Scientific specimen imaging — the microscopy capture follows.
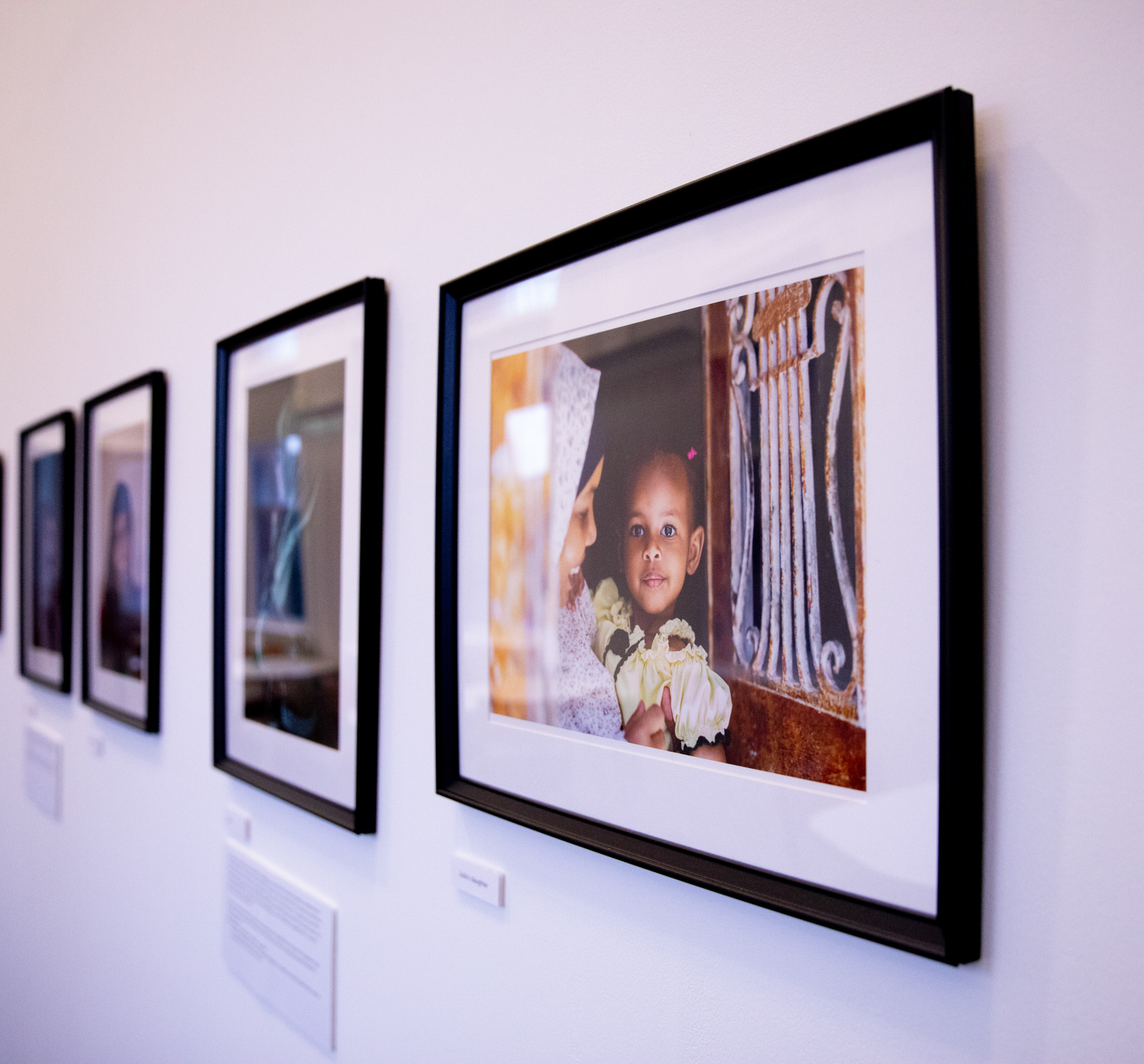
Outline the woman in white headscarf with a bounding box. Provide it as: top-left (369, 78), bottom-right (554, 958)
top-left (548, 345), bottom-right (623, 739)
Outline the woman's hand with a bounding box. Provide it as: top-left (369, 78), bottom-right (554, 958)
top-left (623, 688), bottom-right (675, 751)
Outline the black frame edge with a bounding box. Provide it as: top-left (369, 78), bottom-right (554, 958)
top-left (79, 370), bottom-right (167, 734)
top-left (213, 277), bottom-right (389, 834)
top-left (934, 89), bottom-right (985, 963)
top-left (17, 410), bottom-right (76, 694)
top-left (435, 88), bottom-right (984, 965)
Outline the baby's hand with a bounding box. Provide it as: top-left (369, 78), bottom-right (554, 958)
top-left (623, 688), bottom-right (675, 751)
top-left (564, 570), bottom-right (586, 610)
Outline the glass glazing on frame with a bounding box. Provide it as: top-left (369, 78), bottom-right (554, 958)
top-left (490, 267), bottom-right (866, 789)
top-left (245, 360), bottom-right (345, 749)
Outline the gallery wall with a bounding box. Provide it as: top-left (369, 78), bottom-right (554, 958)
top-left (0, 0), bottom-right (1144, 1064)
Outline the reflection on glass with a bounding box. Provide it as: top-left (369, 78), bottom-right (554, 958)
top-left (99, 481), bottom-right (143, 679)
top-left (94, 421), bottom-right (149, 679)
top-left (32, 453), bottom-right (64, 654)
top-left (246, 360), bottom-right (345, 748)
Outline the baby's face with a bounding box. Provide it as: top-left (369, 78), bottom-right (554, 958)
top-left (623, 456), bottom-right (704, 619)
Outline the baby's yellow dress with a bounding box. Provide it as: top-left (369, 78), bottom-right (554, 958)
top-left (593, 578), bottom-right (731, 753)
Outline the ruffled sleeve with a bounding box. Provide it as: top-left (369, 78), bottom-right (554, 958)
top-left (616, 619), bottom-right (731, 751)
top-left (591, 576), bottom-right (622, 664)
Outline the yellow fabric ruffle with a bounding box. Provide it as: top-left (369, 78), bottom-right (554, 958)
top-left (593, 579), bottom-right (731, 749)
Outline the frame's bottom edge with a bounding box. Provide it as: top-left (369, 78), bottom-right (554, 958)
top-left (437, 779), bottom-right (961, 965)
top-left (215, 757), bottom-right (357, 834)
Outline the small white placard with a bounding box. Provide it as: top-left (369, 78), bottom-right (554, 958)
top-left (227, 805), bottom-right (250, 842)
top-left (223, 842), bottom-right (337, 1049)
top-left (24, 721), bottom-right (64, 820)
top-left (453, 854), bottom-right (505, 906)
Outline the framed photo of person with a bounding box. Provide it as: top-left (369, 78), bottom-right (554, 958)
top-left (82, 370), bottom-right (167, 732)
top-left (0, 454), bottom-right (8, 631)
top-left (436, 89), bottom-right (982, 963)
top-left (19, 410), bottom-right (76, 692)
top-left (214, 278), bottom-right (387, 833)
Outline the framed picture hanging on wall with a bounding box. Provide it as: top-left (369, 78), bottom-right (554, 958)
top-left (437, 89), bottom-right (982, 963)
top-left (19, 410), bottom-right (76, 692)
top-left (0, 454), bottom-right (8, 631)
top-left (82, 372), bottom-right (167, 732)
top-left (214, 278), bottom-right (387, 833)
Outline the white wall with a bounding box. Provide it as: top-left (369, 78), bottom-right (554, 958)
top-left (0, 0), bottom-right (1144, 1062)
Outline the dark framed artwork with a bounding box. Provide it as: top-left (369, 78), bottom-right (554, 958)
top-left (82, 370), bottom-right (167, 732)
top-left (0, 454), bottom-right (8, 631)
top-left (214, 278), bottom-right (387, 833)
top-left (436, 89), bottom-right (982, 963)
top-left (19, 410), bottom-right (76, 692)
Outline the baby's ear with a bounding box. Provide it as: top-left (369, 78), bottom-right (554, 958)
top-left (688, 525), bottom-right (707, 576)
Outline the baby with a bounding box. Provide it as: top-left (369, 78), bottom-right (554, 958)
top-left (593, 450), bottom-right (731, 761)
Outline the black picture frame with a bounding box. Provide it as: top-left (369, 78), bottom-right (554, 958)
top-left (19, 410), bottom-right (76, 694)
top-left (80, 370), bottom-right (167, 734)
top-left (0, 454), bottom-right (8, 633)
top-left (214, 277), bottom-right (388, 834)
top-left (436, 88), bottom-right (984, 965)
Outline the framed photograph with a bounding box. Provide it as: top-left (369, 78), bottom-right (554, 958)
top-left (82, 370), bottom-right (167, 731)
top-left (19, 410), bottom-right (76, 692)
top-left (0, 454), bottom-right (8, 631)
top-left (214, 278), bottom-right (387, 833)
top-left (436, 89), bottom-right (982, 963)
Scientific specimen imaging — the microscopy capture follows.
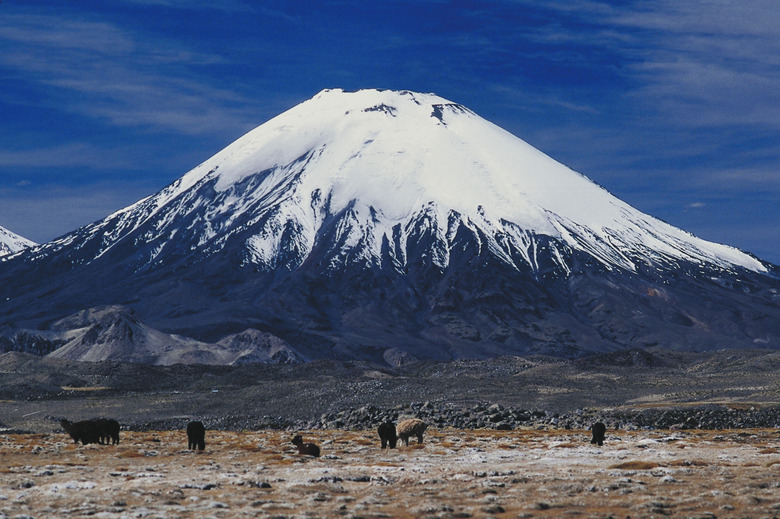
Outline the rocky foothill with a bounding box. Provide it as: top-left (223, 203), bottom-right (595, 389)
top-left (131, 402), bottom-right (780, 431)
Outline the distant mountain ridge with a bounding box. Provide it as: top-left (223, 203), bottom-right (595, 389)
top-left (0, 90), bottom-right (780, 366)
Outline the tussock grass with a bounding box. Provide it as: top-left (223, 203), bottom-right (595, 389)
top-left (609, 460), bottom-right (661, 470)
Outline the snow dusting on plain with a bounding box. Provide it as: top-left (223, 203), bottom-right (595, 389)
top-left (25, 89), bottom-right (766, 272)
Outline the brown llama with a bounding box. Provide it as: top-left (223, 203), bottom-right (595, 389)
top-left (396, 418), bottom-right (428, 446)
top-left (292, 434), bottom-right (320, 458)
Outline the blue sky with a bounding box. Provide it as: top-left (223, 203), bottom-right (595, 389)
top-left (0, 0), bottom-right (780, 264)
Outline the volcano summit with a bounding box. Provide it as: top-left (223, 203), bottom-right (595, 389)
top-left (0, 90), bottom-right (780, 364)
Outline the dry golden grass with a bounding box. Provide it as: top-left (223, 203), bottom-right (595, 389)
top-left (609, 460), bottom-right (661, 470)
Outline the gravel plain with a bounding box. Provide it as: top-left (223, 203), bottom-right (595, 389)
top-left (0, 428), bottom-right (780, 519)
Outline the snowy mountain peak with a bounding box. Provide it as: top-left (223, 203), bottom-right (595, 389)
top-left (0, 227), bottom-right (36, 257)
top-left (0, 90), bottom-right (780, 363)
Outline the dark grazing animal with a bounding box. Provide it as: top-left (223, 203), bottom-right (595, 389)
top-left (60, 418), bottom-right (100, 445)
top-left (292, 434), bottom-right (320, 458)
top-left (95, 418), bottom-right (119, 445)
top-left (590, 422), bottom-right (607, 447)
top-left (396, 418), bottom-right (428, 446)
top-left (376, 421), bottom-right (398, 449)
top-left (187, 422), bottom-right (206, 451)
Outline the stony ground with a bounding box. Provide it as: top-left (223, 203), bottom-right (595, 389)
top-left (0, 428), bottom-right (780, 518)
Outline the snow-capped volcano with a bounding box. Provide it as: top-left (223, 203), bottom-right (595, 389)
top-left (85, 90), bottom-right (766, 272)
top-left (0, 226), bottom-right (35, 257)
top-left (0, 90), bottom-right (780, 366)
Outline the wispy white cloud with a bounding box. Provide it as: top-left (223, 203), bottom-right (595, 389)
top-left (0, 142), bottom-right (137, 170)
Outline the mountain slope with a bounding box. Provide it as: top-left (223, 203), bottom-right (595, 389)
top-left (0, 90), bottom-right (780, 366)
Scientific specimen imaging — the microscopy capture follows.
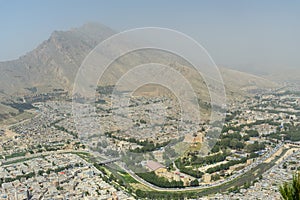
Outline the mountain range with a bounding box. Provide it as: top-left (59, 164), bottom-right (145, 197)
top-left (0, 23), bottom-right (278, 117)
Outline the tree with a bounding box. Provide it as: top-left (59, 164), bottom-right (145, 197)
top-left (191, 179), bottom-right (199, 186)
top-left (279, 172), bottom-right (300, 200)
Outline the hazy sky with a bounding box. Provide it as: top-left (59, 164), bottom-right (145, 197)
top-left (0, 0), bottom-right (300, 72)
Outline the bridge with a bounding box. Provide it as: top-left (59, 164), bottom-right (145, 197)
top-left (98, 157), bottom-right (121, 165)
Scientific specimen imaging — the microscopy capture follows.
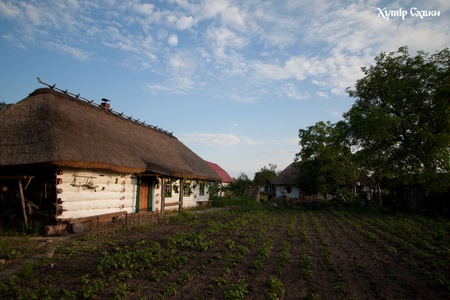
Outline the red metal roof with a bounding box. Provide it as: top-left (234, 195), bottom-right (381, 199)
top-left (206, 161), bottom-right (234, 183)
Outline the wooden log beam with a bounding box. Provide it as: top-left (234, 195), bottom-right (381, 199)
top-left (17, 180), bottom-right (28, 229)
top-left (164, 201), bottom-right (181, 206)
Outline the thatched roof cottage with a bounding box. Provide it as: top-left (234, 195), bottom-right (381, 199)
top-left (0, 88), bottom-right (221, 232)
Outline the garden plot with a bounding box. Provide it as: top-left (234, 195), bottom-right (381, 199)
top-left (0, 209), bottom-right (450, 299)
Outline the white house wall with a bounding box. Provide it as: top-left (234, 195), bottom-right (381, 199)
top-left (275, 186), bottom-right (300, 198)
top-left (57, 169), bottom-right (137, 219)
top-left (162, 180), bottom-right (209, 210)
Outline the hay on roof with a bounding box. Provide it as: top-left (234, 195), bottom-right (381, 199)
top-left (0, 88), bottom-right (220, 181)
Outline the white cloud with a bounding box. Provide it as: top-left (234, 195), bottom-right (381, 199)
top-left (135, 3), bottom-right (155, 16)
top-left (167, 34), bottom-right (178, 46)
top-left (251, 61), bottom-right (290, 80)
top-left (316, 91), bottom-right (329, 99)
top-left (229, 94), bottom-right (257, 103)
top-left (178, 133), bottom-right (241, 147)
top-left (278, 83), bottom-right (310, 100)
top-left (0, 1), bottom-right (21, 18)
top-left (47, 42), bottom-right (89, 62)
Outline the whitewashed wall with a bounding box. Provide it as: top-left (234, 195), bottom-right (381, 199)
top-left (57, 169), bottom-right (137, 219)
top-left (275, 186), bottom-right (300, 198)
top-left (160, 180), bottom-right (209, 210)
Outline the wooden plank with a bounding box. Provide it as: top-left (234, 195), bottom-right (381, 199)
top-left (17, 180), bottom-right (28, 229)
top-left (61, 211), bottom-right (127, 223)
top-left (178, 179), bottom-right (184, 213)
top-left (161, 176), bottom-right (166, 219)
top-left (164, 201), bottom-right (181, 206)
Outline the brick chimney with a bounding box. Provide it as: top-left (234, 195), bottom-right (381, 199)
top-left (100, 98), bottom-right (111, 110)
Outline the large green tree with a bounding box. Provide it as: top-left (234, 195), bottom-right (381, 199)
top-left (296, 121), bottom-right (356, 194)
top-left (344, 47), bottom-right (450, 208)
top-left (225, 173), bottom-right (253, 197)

# # # #

Pull out each line of the records above that contains the word "plain", and copy every such line in full.

Outline the snow dusting on plain with a bounding box. Provide it as: top-left (223, 203), bottom-right (595, 389)
Outline the gravel plain with a bounding box. Provide it as: top-left (223, 203), bottom-right (595, 389)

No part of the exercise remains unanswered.